What is required: Copy out the whole listing below word for word, leaving out the pictures.

=======

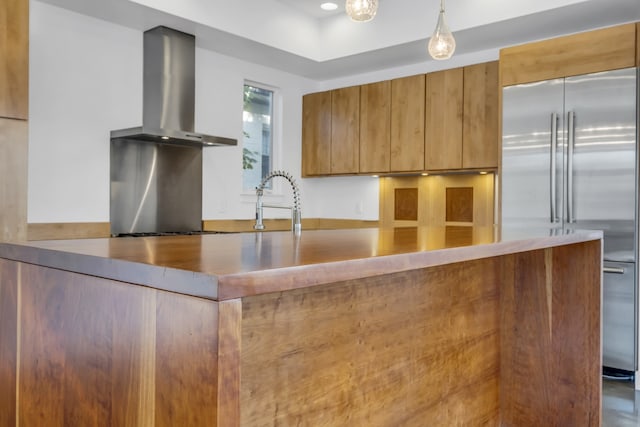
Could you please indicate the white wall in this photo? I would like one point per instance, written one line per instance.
(86, 80)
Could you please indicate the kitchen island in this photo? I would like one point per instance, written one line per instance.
(366, 327)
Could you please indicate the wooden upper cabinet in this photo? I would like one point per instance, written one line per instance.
(14, 58)
(407, 123)
(375, 127)
(345, 130)
(481, 116)
(589, 52)
(443, 120)
(316, 134)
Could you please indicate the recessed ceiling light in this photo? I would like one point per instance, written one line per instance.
(328, 6)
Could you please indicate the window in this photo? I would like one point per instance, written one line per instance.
(257, 141)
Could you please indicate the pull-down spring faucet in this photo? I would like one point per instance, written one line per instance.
(296, 214)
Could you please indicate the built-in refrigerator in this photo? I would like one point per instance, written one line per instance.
(569, 161)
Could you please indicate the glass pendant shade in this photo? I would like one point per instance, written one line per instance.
(442, 44)
(361, 10)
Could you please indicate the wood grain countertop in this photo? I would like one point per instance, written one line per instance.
(226, 266)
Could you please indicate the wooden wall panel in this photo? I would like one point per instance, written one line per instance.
(316, 134)
(589, 52)
(443, 120)
(14, 59)
(375, 127)
(480, 137)
(550, 352)
(371, 352)
(9, 341)
(407, 123)
(345, 130)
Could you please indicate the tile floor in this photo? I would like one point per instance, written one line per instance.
(620, 404)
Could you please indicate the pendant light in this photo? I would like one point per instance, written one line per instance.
(361, 10)
(442, 44)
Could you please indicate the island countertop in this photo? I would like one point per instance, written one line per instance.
(226, 266)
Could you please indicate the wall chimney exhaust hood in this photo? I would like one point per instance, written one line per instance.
(169, 93)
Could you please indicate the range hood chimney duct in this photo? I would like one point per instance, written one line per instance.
(169, 92)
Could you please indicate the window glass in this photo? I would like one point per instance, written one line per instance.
(257, 141)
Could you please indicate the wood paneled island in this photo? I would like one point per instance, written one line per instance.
(451, 326)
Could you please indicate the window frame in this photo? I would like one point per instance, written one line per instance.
(276, 141)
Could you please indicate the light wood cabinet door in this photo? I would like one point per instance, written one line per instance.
(316, 134)
(443, 120)
(481, 116)
(345, 130)
(375, 127)
(589, 52)
(407, 123)
(14, 59)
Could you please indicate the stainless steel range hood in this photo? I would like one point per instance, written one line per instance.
(169, 93)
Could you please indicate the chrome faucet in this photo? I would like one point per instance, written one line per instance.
(296, 214)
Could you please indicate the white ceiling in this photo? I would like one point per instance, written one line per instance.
(296, 36)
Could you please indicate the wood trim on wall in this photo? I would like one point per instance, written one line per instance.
(245, 225)
(92, 230)
(638, 44)
(14, 143)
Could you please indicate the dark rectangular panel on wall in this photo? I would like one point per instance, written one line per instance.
(406, 204)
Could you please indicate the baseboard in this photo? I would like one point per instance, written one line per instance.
(67, 230)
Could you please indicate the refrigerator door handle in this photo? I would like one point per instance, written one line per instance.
(613, 270)
(552, 167)
(571, 128)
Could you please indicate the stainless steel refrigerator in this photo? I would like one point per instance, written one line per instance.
(569, 161)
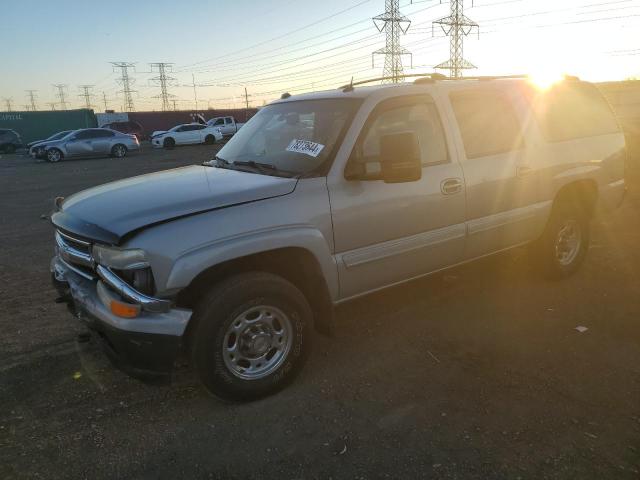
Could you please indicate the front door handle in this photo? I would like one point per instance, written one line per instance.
(451, 186)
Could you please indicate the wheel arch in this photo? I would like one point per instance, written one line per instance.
(295, 264)
(581, 194)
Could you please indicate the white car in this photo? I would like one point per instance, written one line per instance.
(186, 134)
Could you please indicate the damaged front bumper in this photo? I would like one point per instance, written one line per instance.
(145, 345)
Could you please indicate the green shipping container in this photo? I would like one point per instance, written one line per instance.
(40, 125)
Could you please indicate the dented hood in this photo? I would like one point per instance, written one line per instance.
(109, 212)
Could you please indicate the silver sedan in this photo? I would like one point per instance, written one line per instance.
(88, 142)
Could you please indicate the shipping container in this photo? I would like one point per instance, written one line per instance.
(42, 124)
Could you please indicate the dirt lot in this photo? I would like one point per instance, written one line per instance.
(476, 373)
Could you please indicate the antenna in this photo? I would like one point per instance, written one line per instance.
(393, 23)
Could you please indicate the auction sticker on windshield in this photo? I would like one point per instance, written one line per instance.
(306, 147)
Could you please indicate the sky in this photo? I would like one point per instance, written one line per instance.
(273, 46)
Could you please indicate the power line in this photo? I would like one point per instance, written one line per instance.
(61, 95)
(457, 26)
(393, 23)
(32, 99)
(126, 83)
(87, 95)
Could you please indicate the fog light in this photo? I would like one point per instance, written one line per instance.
(124, 310)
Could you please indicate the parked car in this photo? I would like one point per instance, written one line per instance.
(186, 134)
(35, 148)
(129, 127)
(227, 125)
(9, 140)
(328, 196)
(88, 142)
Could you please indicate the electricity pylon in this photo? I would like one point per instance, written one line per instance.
(126, 82)
(61, 95)
(86, 95)
(162, 79)
(393, 23)
(457, 26)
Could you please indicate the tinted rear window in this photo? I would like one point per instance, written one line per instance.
(488, 124)
(572, 110)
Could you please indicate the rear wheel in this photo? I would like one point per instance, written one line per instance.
(565, 241)
(54, 155)
(118, 151)
(251, 336)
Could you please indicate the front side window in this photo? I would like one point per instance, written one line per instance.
(295, 136)
(488, 123)
(420, 118)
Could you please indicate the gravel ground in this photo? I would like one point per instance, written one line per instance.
(474, 373)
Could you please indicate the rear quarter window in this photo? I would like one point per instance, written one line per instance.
(487, 121)
(572, 110)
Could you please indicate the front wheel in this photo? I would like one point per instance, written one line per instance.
(118, 151)
(564, 243)
(54, 155)
(251, 336)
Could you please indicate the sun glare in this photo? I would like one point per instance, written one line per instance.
(545, 79)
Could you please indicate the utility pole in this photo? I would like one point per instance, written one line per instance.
(162, 79)
(32, 99)
(8, 103)
(457, 26)
(86, 95)
(195, 94)
(126, 83)
(246, 105)
(61, 95)
(393, 23)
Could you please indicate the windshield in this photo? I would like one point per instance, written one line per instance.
(59, 135)
(296, 136)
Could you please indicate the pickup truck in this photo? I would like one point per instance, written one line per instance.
(186, 134)
(324, 197)
(227, 125)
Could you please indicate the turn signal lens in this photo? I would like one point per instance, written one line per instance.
(124, 310)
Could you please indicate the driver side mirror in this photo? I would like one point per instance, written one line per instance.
(400, 158)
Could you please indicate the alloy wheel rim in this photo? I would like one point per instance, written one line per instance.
(568, 242)
(257, 342)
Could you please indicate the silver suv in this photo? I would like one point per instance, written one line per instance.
(324, 197)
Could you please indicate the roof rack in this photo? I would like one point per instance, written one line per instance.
(433, 76)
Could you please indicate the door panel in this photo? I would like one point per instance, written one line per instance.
(387, 233)
(498, 160)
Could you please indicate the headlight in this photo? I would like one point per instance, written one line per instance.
(120, 259)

=======

The response:
Could you please indicate the white wall in this photo? I would like one point per instance, written one line per instance.
(86, 80)
Could you please indicate the kitchen island in this photo? I would like one point per instance, written one line per instance.
(366, 327)
Could you please indicate the wooden upper cabinet in this photo? I would like one point per instance, written one line per instance.
(14, 58)
(407, 123)
(375, 127)
(345, 130)
(481, 116)
(589, 52)
(443, 120)
(316, 134)
Could you please indicate the recessed ceiling light in this photo? I would like one point per instance, written one line per instance.
(328, 6)
Could you please indicate the window in this photo? I would like one point per instance, written one line per instance.
(257, 141)
Could you please indicate the pull-down spring faucet in this photo? I would like one point per instance, written one line per instance.
(296, 214)
Could you please indicate the built-in refrigerator in this photo? I would like one point per instance, written one line per instance.
(569, 161)
Could you please indicate the glass pendant shade in this photo? I would like one point per instance, written one line per instance.
(442, 44)
(361, 10)
Could you please indicate the wood grain countertop in this photo? I would like one point per instance, written one line per instance.
(226, 266)
Could you please indicate the wooden wall panel in this photo? I would like one point per instance, written one line per instance.
(316, 134)
(589, 52)
(443, 120)
(14, 59)
(375, 127)
(480, 137)
(550, 352)
(371, 352)
(9, 341)
(407, 123)
(345, 130)
Could you please indicate the tile floor in this photo? I would like one point per instance, written one line per instance.
(620, 404)
Could you please indicate the pendant light in this photo? I would like one point per instance, written one line per instance.
(361, 10)
(442, 44)
Could you please indicate the island countertop in this photo? I would like one point per instance, written one line per instance.
(226, 266)
Could you please indicate the wall chimney exhaust hood in this photo? I would like one point per instance, written one line per instance.
(169, 93)
Could you please indicate the range hood chimney duct in this photo? I would like one point per instance, written one line per instance.
(169, 92)
Could you please indicate the window glass in this photo? I would like one point per instance, written one line per instance.
(257, 141)
Could you please indicate the wood paneled island in this photo? I would like one point per instance, written one line per instance.
(451, 326)
Could you please indicate the window frame in this photo? I would like one point per instance, written one line per instance.
(276, 141)
Could you please indicate the light wood cabinet door in this photo? I would like one point per instance, written one line per instance.
(316, 134)
(443, 120)
(481, 116)
(345, 130)
(375, 127)
(589, 52)
(407, 123)
(14, 59)
Could you please indicate the stainless steel range hood in this photo? I would like one point per instance, written one line per instance.
(169, 93)
Could you please indicate the chrome faucet in this photo? I would like one point per instance, written one line per instance.
(296, 214)
Could you please indicate the white ceiling in this photo? I would like one point per instance, written one line per instance.
(296, 36)
Could you please indicate the wood trim on wall in this photo? I would like one point per instance, written one line per instance.
(245, 225)
(92, 230)
(638, 44)
(14, 143)
Could you please indicate the dark rectangular panel on wall in this photo? I would like one point per instance, written one line per instance.
(406, 204)
Could you please indicate the baseboard in this photo? I would like one point per instance, written one line per instance.
(67, 230)
Could you please indicate the refrigerator door handle in this photo? I would like one point per instance, written one line per instance.
(613, 270)
(552, 167)
(571, 128)
Could you please indicate the stainless steel refrigerator in this photo? I would like one point per instance, written one line per instance.
(569, 161)
Could you please indicate the front door handle in this photo? I would like one point per instance, written one line per instance.
(451, 186)
Could you please indicate the wheel arch in this photo? I would like one point per instance, written one line per instance.
(295, 264)
(581, 194)
Could you please indicate the white car in this photo? I would like one point per instance, written one line per instance.
(186, 134)
Could you please indicate the damaged front bumper in this photo? I would like one point per instance, written one line per instance.
(145, 345)
Could you please indicate the green shipping container in this photo? I would like one point per instance, written one line per instance.
(40, 125)
Could you please indicate the dented hood in this photo? I would like one point per instance, written one line per instance.
(109, 212)
Could you please indicate the silver sedan in this photo? I would like one point per instance, written one line per instance.
(88, 142)
Could you please indicate the shipping container in this photo? I would like one point per instance, written one line per instance.
(42, 124)
Could you please indicate the dirt lot in this photo? I would like one point per instance, written one line per instance.
(476, 373)
Could you please indicate the antenna in this photo? I would like one point per instance, written one line per instance.
(393, 23)
Could you please indicate the auction sticker on windshield in this photo? I would like one point per instance, written one line per instance.
(306, 147)
Could you please indicate the sky in this photo? I would like one point per instance, written one line per instance.
(273, 46)
Could you please indicate the power line in this photo? I would like one point per instance, written one line per instance.
(61, 95)
(457, 26)
(393, 23)
(32, 99)
(126, 83)
(87, 95)
Could you please indicate the fog light in this photo? I would like one point per instance, written one line per instance.
(124, 310)
Could you please indicate the parked car in this photo? I would like one point per instance, written one line per instance.
(186, 134)
(35, 148)
(129, 127)
(227, 125)
(9, 140)
(328, 196)
(88, 142)
Could you please indicate the electricity pylon in this photo? I would like one point per instance, written one line per instance.
(126, 82)
(61, 95)
(86, 95)
(162, 79)
(393, 23)
(457, 26)
Could you please indicate the tinted rear window in this photo? I would like one point per instance, written one line per instance.
(488, 124)
(572, 110)
Could you please indicate the rear wheel in this photo? I would like one point per instance, written one line per instance.
(565, 241)
(54, 155)
(118, 151)
(251, 336)
Could you please indicate the front side window in this photo? I would like one point per instance, written one line per instance.
(295, 136)
(488, 123)
(420, 118)
Could you please indicate the gravel ground in this photo? I would like one point per instance, written one line per instance.
(474, 373)
Could you please indicate the rear quarter window in this photo? I would like one point per instance, written one line per instance.
(487, 121)
(572, 110)
Could you please indicate the front wheel in this photo? I would like one point per instance, written one line per instance.
(118, 151)
(564, 243)
(54, 155)
(251, 336)
Could you please indicate the sun glare in this photo? I would like one point per instance, written one line per instance.
(545, 79)
Could you please indicate the utility pole in this photo? I would like one point per instance, written one line per instance.
(162, 79)
(32, 99)
(8, 103)
(457, 26)
(86, 95)
(195, 94)
(126, 83)
(246, 105)
(61, 95)
(393, 23)
Could you please indicate the windshield in this photo? I would like one point per instance, written one line per instance.
(59, 135)
(296, 136)
Could you please indicate the pickup truck in this photo? I would like one point per instance, written one line per instance.
(186, 134)
(324, 197)
(227, 125)
Could you please indicate the turn signal lens in this photo? I would like one point per instance, written one line per instance.
(124, 310)
Could you please indicate the driver side mirror in this photo? I would like one point per instance, written one line per instance.
(400, 158)
Could you please indicate the alloy wheel rim in this photo? I would like one point per instance, written one line per instance.
(568, 242)
(257, 342)
Could you please indicate the silver suv in this photo? I would like one point per instance, written one line per instance.
(324, 197)
Could you please indicate the roof rack in this photo? I would like one point per instance, written one line per instance.
(433, 76)
Could you please indicate the door panel in this photo? I would like one point per instance, written one line per instance.
(387, 233)
(498, 160)
Could you please indicate the headlight in this photo? I would like one point per instance, written one line per instance.
(120, 259)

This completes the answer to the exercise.